The entries that follow must be given again exactly, with the pictures excluded.
### Input records ###
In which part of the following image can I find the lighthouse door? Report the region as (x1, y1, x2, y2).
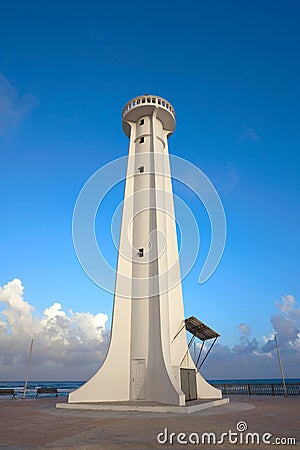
(131, 359, 146, 400)
(180, 368, 197, 401)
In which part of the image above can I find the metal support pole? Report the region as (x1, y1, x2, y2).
(196, 340, 205, 369)
(23, 339, 33, 399)
(199, 337, 218, 369)
(171, 322, 185, 343)
(188, 335, 195, 349)
(274, 334, 287, 397)
(180, 335, 195, 366)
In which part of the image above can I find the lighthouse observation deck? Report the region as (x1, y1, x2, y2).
(122, 94, 176, 137)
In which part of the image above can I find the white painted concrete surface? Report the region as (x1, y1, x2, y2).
(68, 95, 221, 406)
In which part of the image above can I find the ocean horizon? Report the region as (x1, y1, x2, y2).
(1, 379, 299, 399)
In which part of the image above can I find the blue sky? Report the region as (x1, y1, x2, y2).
(0, 1, 299, 380)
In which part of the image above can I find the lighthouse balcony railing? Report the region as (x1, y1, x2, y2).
(122, 95, 175, 119)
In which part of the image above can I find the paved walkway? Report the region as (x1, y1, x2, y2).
(0, 396, 299, 449)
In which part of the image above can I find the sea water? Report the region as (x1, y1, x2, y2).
(1, 379, 299, 398)
(0, 381, 84, 398)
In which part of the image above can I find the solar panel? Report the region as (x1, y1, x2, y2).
(185, 316, 220, 341)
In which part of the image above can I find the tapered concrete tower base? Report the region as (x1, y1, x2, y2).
(68, 95, 221, 407)
(59, 398, 229, 414)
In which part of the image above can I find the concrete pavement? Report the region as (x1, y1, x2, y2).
(0, 396, 299, 449)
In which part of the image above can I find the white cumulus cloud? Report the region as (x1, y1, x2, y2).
(0, 75, 39, 138)
(0, 279, 109, 380)
(275, 294, 297, 314)
(239, 126, 261, 143)
(238, 323, 252, 337)
(1, 279, 300, 381)
(201, 295, 300, 379)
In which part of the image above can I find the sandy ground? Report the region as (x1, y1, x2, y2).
(0, 396, 299, 449)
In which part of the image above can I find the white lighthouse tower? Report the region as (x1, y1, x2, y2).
(68, 95, 221, 406)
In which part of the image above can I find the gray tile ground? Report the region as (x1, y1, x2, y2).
(0, 396, 299, 449)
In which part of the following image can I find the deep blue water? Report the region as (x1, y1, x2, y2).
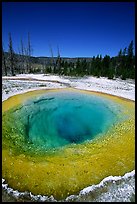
(18, 91, 120, 149)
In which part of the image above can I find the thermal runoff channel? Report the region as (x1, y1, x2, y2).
(2, 89, 135, 200)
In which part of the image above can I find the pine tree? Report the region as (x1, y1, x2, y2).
(123, 47, 127, 56)
(117, 48, 123, 77)
(127, 40, 134, 78)
(102, 55, 110, 77)
(2, 44, 7, 76)
(128, 40, 134, 58)
(118, 49, 122, 57)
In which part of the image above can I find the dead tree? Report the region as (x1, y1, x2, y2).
(49, 44, 54, 73)
(19, 38, 27, 74)
(56, 45, 61, 73)
(23, 32, 32, 73)
(27, 32, 32, 73)
(8, 33, 15, 76)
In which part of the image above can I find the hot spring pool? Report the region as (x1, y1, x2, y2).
(2, 88, 135, 200)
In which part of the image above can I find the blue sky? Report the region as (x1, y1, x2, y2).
(2, 2, 135, 58)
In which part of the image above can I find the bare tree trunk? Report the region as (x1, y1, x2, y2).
(49, 44, 54, 73)
(27, 32, 32, 73)
(20, 39, 25, 74)
(56, 45, 61, 73)
(24, 46, 29, 73)
(8, 33, 15, 76)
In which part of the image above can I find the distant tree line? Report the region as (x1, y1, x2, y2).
(2, 33, 135, 80)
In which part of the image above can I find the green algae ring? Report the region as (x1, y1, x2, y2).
(2, 88, 135, 200)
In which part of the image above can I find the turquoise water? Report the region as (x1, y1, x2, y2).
(12, 90, 120, 149)
(6, 90, 123, 151)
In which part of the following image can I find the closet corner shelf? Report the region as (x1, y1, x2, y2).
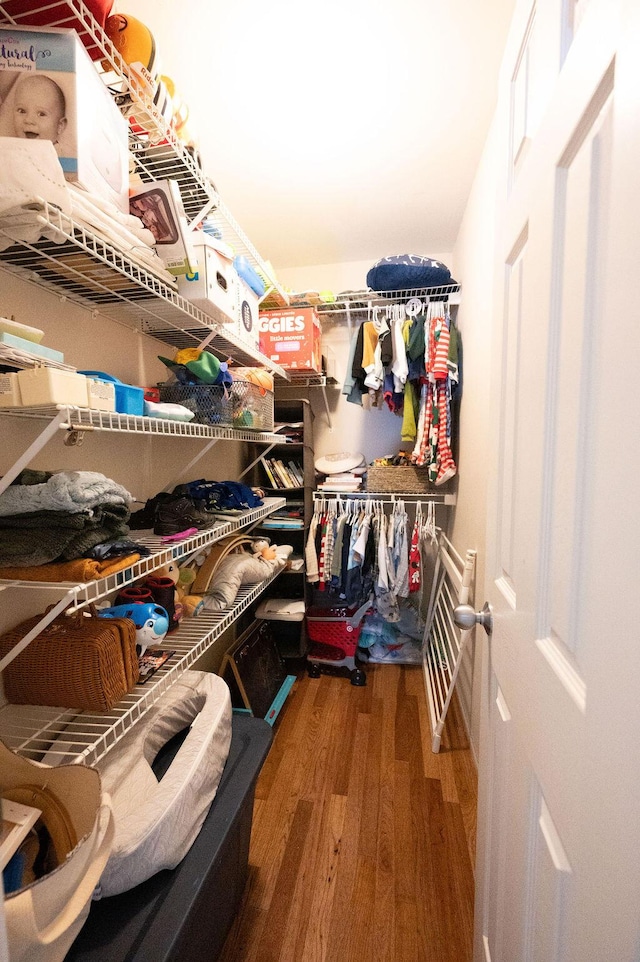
(0, 563, 285, 768)
(0, 204, 287, 376)
(0, 0, 289, 309)
(275, 373, 338, 388)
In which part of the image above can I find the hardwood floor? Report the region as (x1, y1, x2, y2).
(218, 664, 477, 962)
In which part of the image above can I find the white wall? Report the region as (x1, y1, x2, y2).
(449, 118, 502, 759)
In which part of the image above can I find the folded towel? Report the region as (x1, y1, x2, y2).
(0, 554, 140, 583)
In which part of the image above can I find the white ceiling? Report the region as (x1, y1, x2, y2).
(123, 0, 516, 274)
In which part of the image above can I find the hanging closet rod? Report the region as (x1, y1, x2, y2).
(312, 491, 456, 506)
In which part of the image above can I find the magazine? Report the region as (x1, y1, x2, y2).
(138, 647, 176, 683)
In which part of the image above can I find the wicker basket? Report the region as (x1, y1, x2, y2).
(0, 608, 137, 711)
(366, 465, 435, 493)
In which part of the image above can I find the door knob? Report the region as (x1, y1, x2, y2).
(453, 602, 493, 636)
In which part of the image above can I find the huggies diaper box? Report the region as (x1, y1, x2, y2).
(0, 24, 129, 212)
(258, 307, 322, 372)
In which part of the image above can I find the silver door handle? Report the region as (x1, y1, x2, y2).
(453, 602, 493, 636)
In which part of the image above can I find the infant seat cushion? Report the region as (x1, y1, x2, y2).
(95, 669, 231, 897)
(366, 255, 452, 292)
(202, 552, 279, 612)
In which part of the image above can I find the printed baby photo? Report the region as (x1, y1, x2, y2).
(0, 69, 77, 161)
###
[Result of this exercise]
In which part of the following image can I find the lighthouse door? Report the region as (x1, y1, x2, y2).
(131, 359, 146, 400)
(180, 368, 197, 401)
In which part of the image above can I find the metal support pole? Report the region as (x1, y1, x2, y2).
(196, 340, 205, 369)
(23, 339, 33, 399)
(199, 337, 218, 369)
(171, 322, 185, 343)
(188, 335, 195, 349)
(274, 334, 287, 397)
(180, 335, 195, 366)
In which part of the image above can I find the lighthouse observation deck? Report the region as (x1, y1, x2, y2).
(122, 94, 176, 137)
In which part of the image above can I find the white painted concrete surface? Report the region as (x1, y1, x2, y2).
(68, 95, 221, 406)
In which part of the image above can I find the ocean horizon? Report the region as (x1, y1, x2, y2).
(1, 379, 299, 399)
In which part of the image above can I find the blue sky? Report the region as (x1, y1, x2, y2).
(0, 1, 299, 380)
In which part of the image above can I find the lighthouse balcony railing? Report the region as (x1, y1, x2, y2).
(122, 95, 175, 119)
In which part of the image above can I find the paved walkway? Report the region as (x1, y1, x2, y2).
(0, 396, 299, 449)
In which part of the image above can I find the sea water? Report the region as (x1, y1, x2, y2).
(1, 379, 299, 398)
(0, 381, 84, 398)
In which part of the image above can I find the solar panel? Report the region as (x1, y1, x2, y2).
(185, 316, 220, 341)
In which part of the image above can I find the tapered concrete tower base? Report the region as (x1, y1, x2, y2).
(68, 95, 221, 407)
(59, 398, 229, 414)
In which part of the image above can I find the concrete pavement? Report the region as (x1, y1, x2, y2).
(0, 396, 299, 449)
In which part of the image above can I find the white cumulus cloud? Report the region as (x1, y1, x2, y2).
(0, 75, 39, 138)
(0, 279, 109, 380)
(275, 294, 297, 314)
(239, 126, 261, 143)
(238, 323, 252, 337)
(1, 279, 300, 381)
(201, 295, 300, 379)
In which part of the image above can I find the sandy ground? Report the region as (x1, y1, x2, y2).
(0, 396, 299, 449)
In which part of the image above can I find the white lighthouse tower? Report the region as (x1, y1, x2, y2).
(68, 95, 221, 406)
In which part of the image above can I find the gray tile ground? Report the region as (x1, y1, x2, y2).
(0, 396, 299, 449)
In which part of the following image can I find the deep blue water? Report the region as (x1, y1, x2, y2).
(18, 91, 120, 149)
In which part of the image above can I find the thermal runoff channel? Report the region as (x1, y1, x2, y2).
(2, 89, 135, 200)
In which part of the image above can I find the pine tree? Report the region as (x1, y1, x2, y2).
(123, 47, 127, 56)
(117, 48, 123, 77)
(127, 40, 134, 78)
(102, 55, 110, 77)
(2, 44, 7, 76)
(128, 40, 134, 58)
(118, 49, 122, 57)
In which part of the image above can I find the dead tree? Report the region as (x1, y1, x2, y2).
(49, 44, 54, 73)
(19, 38, 27, 74)
(56, 45, 61, 73)
(23, 32, 32, 73)
(27, 32, 32, 73)
(8, 33, 15, 76)
In which part of the image above can I find the hot spring pool? Report the region as (x1, y1, x2, y2).
(2, 88, 135, 200)
In which part of the image above can I find the blue sky? Report the region as (x1, y1, x2, y2).
(2, 2, 135, 58)
In which part of the image above can I find the bare tree trunk? Report the region as (x1, y1, x2, y2).
(49, 44, 54, 73)
(27, 32, 32, 73)
(20, 39, 25, 74)
(56, 45, 61, 73)
(24, 46, 29, 73)
(8, 33, 15, 76)
In which part of the image above can I find the distant tree line? Report the region as (x1, y1, x2, y2).
(2, 33, 135, 80)
In which part of the image above can I find the green algae ring? Report the region as (x1, y1, x2, y2).
(2, 88, 135, 200)
In which part of the image above can I find the turquoise water? Report the region as (x1, y1, x2, y2).
(12, 90, 120, 149)
(6, 90, 123, 151)
In which part of the following image can I find the closet corner shelf? Report the region as (x1, y1, x2, y2).
(0, 563, 285, 768)
(0, 204, 287, 376)
(0, 0, 289, 309)
(275, 373, 338, 388)
In which part of the image above can I find the hardwood floor? Report the region as (x1, y1, x2, y2).
(218, 664, 477, 962)
In which part of the image above can I find the white wall? Report the region as (x1, y1, x2, y2).
(449, 118, 502, 759)
In which part of the image above can I find the folded towel? Report the region as (x1, y1, x2, y2).
(0, 554, 140, 583)
In which part of the image above can I find the white ceiling? Report the region as (x1, y1, x2, y2).
(123, 0, 516, 274)
In which part of the image above can I find the hanging closet rod? Report the region as (x1, y1, x2, y2).
(312, 491, 456, 506)
In which part of the image above can I find the magazine? Report the region as (x1, y1, x2, y2).
(138, 647, 176, 683)
In which part of the image above can I find the wicker basket? Report the region as (x1, y1, x2, y2).
(0, 608, 137, 711)
(366, 465, 435, 493)
In which part of the image above can I find the door knob? Report the region as (x1, y1, x2, y2).
(453, 602, 493, 636)
In which part of the image above can I find the huggies diaper box? Report the region as (x1, y1, x2, y2).
(0, 24, 129, 212)
(258, 307, 322, 372)
In which part of the image above can I find the silver door handle? Report the region as (x1, y1, x2, y2).
(453, 602, 493, 636)
In which part of the image above can I find the infant seat cushion? Report the region as (x1, y1, x2, y2).
(95, 669, 231, 897)
(366, 255, 452, 292)
(202, 552, 279, 612)
In which part of the image above can I find the printed baby photo? Report the region as (x1, y1, x2, y2).
(0, 69, 77, 161)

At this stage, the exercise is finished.